▸ **WORK TO DO**
a – In the passage on Lemony Snicket, what does the writer like most about Snicket's writing?
b – Extract word for word the portion of the passage on Lemony Snicket starting at "There is however, something" and ending at "the series progresses.".

▸ **SELECTION**
>>

Snicket the High Brow

I admire what Lemony Snicket has done in his "Series of Unfortunate Events". He developed a unique style and format for Kid Lit that incorporated humorous pessimism and an intrusive narrative voice into the standard serial cliffhanger genre. When I first encountered it, my reaction was, "Why didn't I think of that?" What I most like about his writing, though, is his evident love for words, and a determination to teach kids vocabulary through reading.

There is however, something not quite right in "Events." I've listened to the first book on tape, and browsed through a number of the others (one of my children is a fan). What I noticed is the tendancy to insert references to serious literature in the stories (Tolstoy, Melville, etc.). There's nothing wrong with that, many of them are so offhand, kids won't have any idea to what he is talking about. I can't be sure without reading all 2000 pages of the series, but I think this technique becomes more explicit and even troubling as the series progresses.

For instance, I stumbled on this in Book 12, "The Penultimate Peril":

Richard Wright, an American novelist of the realist school, asks a famous unfathomable question in his best-known novel, Native Son. "Who knows when some slight shock," he asks, "disturbing the delicate balance between social order and thirsty aspiration, shall send the skyscrapers of our cities toppling?"

<<

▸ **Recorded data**
>>

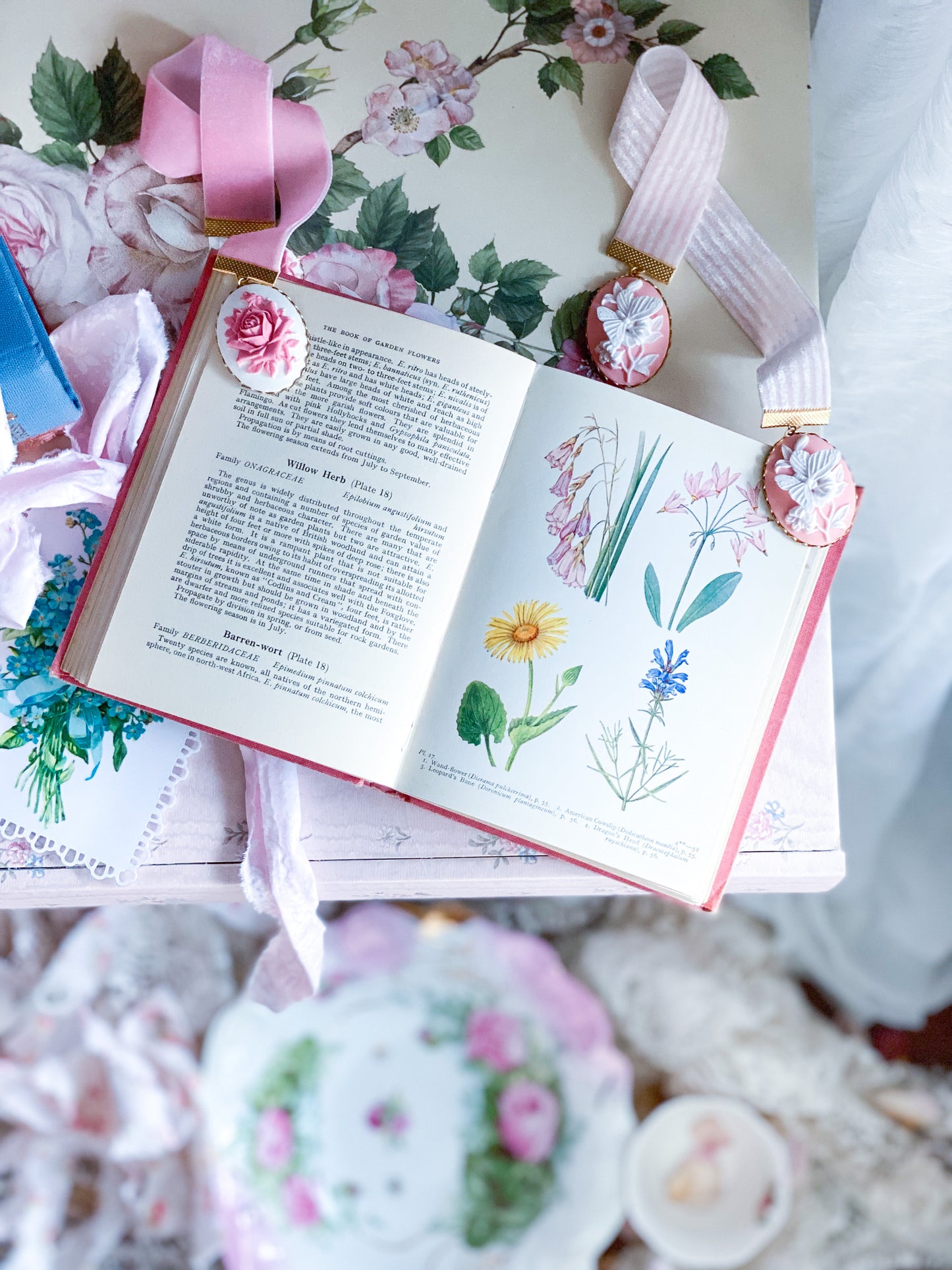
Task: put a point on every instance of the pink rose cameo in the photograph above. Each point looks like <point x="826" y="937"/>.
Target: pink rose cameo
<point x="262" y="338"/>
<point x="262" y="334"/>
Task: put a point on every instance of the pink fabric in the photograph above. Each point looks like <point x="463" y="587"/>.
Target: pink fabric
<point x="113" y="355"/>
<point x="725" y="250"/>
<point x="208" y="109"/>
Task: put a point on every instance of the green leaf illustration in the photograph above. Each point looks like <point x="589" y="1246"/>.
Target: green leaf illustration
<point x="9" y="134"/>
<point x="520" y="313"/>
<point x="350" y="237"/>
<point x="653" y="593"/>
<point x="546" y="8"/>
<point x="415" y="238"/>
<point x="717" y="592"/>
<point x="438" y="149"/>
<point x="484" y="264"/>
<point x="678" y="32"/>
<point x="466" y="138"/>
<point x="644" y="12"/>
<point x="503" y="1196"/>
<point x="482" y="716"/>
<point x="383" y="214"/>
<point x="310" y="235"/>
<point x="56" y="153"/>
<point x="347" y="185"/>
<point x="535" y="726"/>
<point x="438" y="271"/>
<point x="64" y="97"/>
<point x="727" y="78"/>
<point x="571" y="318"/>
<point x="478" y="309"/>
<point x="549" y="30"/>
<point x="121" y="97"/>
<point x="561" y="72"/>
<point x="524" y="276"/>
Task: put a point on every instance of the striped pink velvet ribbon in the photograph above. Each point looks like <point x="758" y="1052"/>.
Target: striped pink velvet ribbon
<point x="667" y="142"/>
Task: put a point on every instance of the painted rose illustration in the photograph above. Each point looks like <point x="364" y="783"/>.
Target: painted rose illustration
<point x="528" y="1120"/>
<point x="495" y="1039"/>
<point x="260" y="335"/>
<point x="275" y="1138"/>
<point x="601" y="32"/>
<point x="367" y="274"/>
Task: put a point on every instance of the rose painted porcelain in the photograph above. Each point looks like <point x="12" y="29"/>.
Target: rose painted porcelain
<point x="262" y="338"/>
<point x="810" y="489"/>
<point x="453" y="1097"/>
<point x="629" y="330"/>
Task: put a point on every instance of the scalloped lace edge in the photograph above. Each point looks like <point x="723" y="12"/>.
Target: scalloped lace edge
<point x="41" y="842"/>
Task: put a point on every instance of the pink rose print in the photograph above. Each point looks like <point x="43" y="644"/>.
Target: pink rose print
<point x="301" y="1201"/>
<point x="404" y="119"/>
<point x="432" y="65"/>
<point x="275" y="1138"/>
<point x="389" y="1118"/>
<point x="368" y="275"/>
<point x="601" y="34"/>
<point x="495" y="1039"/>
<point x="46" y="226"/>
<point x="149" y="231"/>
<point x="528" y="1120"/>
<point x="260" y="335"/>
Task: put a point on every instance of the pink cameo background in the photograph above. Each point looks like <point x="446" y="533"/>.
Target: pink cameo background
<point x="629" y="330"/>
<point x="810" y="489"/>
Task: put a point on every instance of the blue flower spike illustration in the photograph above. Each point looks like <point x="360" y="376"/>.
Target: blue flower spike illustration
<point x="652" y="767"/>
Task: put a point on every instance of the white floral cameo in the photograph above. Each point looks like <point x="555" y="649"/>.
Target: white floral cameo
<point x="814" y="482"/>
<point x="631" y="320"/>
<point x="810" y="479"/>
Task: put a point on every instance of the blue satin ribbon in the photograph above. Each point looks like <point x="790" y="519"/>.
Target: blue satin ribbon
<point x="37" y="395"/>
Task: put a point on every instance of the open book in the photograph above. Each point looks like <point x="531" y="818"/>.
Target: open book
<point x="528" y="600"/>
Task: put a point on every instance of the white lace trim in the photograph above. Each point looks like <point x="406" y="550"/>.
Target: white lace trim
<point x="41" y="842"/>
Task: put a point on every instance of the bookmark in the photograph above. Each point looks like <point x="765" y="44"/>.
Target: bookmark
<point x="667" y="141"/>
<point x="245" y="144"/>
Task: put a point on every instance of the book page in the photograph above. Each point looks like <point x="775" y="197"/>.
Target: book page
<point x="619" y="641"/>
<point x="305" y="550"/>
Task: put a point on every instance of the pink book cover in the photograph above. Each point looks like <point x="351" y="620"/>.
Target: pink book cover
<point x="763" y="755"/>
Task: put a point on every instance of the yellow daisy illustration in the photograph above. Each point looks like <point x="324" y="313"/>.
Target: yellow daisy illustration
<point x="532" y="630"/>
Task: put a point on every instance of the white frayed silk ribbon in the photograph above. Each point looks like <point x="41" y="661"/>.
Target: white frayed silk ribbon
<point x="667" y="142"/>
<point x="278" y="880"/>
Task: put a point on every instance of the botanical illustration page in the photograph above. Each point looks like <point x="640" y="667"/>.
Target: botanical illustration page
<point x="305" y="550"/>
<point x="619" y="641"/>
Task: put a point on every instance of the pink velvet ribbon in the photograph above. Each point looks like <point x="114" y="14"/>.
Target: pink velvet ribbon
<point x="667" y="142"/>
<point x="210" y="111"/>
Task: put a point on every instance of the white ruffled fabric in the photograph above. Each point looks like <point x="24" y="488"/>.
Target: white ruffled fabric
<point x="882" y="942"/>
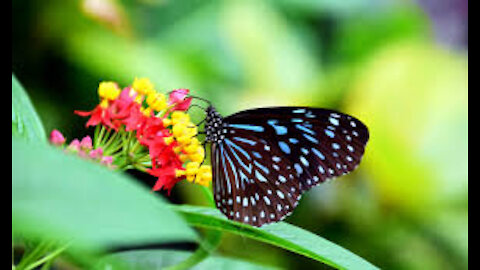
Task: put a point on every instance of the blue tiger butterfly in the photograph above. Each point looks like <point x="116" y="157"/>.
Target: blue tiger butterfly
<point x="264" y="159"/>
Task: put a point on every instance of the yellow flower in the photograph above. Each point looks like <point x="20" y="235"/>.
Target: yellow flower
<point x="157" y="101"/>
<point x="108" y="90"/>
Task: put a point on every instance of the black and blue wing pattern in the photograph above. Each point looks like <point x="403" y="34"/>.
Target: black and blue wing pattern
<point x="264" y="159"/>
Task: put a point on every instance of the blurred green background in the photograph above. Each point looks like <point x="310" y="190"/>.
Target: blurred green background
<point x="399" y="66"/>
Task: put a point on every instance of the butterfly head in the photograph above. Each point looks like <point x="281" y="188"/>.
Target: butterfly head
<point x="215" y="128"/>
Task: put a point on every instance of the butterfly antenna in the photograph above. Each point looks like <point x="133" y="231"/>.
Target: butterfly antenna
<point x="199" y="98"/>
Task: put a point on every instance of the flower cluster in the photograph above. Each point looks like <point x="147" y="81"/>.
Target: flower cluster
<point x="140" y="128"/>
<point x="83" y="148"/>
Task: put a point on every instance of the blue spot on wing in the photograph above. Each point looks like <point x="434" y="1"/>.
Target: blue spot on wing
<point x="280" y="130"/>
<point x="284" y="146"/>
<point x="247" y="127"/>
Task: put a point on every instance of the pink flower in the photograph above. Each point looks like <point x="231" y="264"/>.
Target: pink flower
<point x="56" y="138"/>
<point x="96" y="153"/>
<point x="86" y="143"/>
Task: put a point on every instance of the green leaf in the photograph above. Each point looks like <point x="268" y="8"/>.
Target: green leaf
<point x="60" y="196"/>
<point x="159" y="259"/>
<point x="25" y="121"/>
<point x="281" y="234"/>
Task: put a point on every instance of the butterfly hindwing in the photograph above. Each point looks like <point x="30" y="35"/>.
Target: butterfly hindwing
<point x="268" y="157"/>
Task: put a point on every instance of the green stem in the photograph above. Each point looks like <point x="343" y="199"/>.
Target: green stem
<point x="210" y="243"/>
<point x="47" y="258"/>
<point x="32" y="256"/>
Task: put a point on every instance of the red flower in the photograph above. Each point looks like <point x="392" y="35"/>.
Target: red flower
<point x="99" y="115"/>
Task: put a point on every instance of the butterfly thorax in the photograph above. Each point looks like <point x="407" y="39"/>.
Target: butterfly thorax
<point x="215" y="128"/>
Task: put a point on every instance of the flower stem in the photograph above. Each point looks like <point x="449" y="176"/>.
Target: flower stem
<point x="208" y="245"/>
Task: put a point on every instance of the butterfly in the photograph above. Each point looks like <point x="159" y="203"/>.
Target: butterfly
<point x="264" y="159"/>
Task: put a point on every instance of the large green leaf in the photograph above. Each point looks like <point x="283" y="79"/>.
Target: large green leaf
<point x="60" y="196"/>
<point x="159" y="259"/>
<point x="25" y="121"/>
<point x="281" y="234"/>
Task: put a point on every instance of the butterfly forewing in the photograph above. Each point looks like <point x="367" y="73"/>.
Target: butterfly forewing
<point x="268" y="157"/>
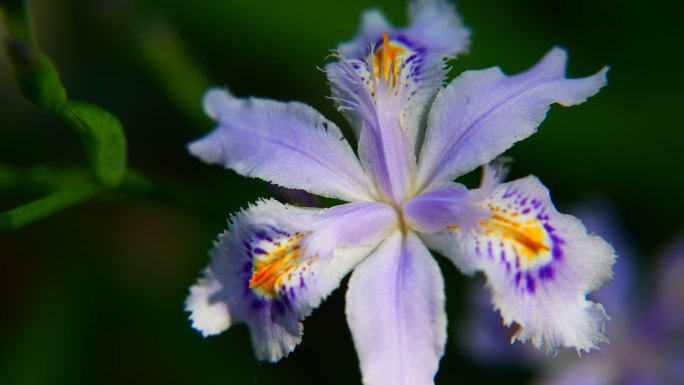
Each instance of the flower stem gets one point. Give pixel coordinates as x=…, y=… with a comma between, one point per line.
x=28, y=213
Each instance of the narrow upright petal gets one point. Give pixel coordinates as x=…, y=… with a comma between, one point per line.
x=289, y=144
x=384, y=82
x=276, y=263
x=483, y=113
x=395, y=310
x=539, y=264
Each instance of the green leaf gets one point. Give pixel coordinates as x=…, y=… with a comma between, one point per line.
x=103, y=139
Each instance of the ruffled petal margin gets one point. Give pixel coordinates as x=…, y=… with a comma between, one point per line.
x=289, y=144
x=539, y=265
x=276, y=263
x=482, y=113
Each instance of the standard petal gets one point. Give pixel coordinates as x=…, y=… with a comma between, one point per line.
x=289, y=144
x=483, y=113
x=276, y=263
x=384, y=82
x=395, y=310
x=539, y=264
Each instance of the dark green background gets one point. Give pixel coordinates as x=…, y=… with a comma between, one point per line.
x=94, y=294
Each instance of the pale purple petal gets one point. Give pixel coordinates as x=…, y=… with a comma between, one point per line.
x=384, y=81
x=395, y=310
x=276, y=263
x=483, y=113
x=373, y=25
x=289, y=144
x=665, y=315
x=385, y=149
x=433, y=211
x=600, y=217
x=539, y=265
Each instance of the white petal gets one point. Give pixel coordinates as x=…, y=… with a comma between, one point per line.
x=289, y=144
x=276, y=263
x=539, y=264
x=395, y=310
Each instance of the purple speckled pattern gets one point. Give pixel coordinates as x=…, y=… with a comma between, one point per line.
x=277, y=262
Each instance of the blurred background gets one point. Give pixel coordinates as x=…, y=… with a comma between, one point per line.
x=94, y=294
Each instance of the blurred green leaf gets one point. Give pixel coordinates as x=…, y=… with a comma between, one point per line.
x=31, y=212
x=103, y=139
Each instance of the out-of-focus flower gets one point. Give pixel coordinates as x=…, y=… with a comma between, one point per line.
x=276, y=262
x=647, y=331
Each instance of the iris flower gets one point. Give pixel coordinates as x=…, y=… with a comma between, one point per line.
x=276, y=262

<<

▸ **ANSWERS TO THE EXERCISE**
a – His evident love for words and his determination to teach kids vocabulary through reading.

b –
There is however, something not quite right in "Events." I've listened to the first book on tape, and browsed through a number of the others (one of my children is a fan). What I noticed is the tendancy to insert references to serious literature in the stories (Tolstoy, Melville, etc.). There's nothing wrong with that, many of them are so offhand, kids won't have any idea to what he is talking about. I can't be sure without reading all 2000 pages of the series, but I think this technique becomes more explicit and even troubling as the series progresses.